### Text segment
-=-=-=-=-
His anger and impatience at the slow moving vehicle is being amusedly watched by a fellow passenger who gulps down his own memories.

==Cast==
- Sathyan Anthikkad as himself (narrator)

=== Nostalgia ===
- Dileep as Johny
- Navya Nair as Sheela, Johny's wife
- Sudheesh as Jose, Johny's classmate
- Suresh Krishna as Suresh, Johny's coworker
- Babu Namboothiri as Johny's father
- Sreelatha Namboothiri as Johny's mother
- Ambika Mohan as the mother superior
- Anil Murali as Sreekumar Pillai

=== Island Express ===
- Prithviraj Sukumaran as Leon
- Jayasurya as Vishal Krishnan
- Sukumari as Narayani
- Rahman as Renjith
- Maniyanpilla Raju as the driver of Island Express
- Kani Kusruti as Zeba, Leon's love interest
- Shelly Kishore as Kaveri
- Sreejith Ravi as a person in the club
- M. A. Baby as himself
- Geethu Christie as Renjith's love interest

=== Lalitham Hiranmayam ===
- Suresh Gopi as Ramesh
- Jyothirmayi as Lalitha, Ramesh's wife
- Dhanya Mary Varghese as Hiranmayi, Ramesh's love interest
- Jayan Cherthala as Ramesh's friend

=== Mrityunjayam ===
- Fahadh Faasil as the journalist, after died (Sprit)
-=-=-=-=-
### Supplied information
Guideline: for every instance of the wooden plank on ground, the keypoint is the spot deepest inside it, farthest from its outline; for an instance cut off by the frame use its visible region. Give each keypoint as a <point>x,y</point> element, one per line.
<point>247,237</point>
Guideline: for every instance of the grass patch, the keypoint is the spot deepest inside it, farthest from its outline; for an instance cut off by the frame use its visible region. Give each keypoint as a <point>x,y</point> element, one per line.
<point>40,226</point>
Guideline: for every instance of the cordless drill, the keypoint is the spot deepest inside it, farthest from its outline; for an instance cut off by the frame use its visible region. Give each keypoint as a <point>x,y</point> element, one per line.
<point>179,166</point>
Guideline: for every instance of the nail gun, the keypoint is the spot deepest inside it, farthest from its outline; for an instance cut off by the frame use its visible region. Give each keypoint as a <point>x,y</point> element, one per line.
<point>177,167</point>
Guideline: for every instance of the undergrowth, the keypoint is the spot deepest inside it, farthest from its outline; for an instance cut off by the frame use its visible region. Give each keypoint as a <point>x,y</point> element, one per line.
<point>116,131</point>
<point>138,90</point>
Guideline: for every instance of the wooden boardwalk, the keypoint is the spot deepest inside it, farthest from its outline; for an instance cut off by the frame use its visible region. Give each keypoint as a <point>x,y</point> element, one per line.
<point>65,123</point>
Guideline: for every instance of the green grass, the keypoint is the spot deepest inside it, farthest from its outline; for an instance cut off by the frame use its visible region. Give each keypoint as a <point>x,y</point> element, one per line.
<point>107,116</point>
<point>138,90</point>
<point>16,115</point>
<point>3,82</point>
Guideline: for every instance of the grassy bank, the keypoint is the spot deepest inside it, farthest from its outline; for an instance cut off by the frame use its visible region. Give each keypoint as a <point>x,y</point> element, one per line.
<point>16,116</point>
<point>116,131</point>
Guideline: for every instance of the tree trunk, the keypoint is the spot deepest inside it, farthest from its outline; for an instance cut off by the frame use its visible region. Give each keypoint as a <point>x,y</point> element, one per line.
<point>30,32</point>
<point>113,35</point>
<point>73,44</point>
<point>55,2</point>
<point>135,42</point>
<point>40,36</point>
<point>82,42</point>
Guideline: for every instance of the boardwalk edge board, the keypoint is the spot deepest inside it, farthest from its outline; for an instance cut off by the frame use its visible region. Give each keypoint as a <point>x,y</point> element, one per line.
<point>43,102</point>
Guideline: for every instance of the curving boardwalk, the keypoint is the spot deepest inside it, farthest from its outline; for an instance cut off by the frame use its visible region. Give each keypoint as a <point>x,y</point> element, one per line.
-=-=-=-=-
### Problem set
A. From the film cast list, output the text starting at "His anger and" and ending at "as himself (narrator)".
B. Decide whether each statement agrees with the film cast list, answering yes or no and quoting the words from the cast list that settle it.
(i) Navya Nair plays Johny's wife.
(ii) Rahman plays the driver of Island Express.
(iii) Jyothirmayi plays Ramesh's love interest.
C. Write the next part of the film cast list, picking up after its last line.
The records are drawn from a separate source.

### Answers for this exercise
A.
His anger and impatience at the slow moving vehicle is being amusedly watched by a fellow passenger who gulps down his own memories.

==Cast==
- Sathyan Anthikkad as himself (narrator)

B.
(i) Yes: "Navya Nair as Sheela, Johny's wife"
(ii) No: "Maniyanpilla Raju as the driver of Island Express"
(iii) No: "Jyothirmayi as Lalitha, Ramesh's wife"

C.
- Thilakan as Thirumeni, owner of Vanneri Mana
- Rima Kallingal as Thirumeni's granddaughter
- Anoop Menon as James, officer of IB
- Meera Nandan as James' step-sister

=== Happy Journey ===
- Jagathy Sreekumar as 'JK'
- Nithya Menen as a JK's co-passenger
- Bindu Panicker as JK's wife (voice only)
- Mukundan as the journalist
- Mythili as a person in the cafe
- Pradeep Kottayam as a person in the cafe

=== Aviraamam ===
- Siddique as Ravi
- Shweta Menon as Devi, Ravi's wife
- Sudheesh as Jose (Character in segment Nostalgia)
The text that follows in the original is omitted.